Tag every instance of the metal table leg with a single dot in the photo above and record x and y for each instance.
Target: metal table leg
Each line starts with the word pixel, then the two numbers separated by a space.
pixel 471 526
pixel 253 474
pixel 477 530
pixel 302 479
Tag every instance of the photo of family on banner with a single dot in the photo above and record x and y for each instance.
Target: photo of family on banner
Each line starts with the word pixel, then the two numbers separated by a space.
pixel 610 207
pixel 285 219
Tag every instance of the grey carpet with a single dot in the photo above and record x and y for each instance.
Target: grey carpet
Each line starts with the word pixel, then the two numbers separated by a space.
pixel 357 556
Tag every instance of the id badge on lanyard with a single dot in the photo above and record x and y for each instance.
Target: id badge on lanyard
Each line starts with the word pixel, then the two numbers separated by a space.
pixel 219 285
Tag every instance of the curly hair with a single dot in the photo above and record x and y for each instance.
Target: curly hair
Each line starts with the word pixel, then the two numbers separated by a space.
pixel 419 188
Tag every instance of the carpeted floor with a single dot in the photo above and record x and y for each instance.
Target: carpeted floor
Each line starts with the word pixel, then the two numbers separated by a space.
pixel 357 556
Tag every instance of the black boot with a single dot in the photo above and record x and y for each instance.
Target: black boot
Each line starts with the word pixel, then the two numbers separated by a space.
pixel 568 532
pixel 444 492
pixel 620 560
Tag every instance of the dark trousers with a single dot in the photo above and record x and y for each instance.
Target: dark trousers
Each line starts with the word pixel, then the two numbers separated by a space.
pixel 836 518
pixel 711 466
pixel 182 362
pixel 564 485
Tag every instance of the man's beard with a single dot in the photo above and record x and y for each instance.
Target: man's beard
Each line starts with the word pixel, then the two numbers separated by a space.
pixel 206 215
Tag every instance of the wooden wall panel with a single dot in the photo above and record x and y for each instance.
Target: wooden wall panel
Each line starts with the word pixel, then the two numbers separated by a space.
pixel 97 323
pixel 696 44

# Your instructions
Reproduce the part of the entries that opens with the line containing "Tag every instance of the curly" and closes with the line containing "pixel 564 485", updating "carpeted floor" to "carpeted ground" and keeping every other detail the same. Return only those lines.

# Response
Tag every instance of the curly hair with a single dot in the photo above and record x and y for each instance.
Target: curly hair
Each line starts with the word pixel, then the two numbers separated by a space.
pixel 419 188
Tag every instance of the carpeted ground with a single dot in the photo above and record x and y for each instance.
Target: carpeted ground
Each line starts with the word pixel, then the two numbers separated by a space.
pixel 357 556
Tag every instance of the black boot with a single dot in the photo above and record x and y for each instance.
Target: black boot
Each line starts with the word pixel, then the two numbers separated by a space.
pixel 568 532
pixel 444 492
pixel 620 560
Tag every instance of the dark trousers with a single dot in the photo above and record x and y for each instance.
Target: dark trousers
Each line starts with the word pixel, then the two numbers separated by a space.
pixel 836 518
pixel 711 466
pixel 182 362
pixel 564 485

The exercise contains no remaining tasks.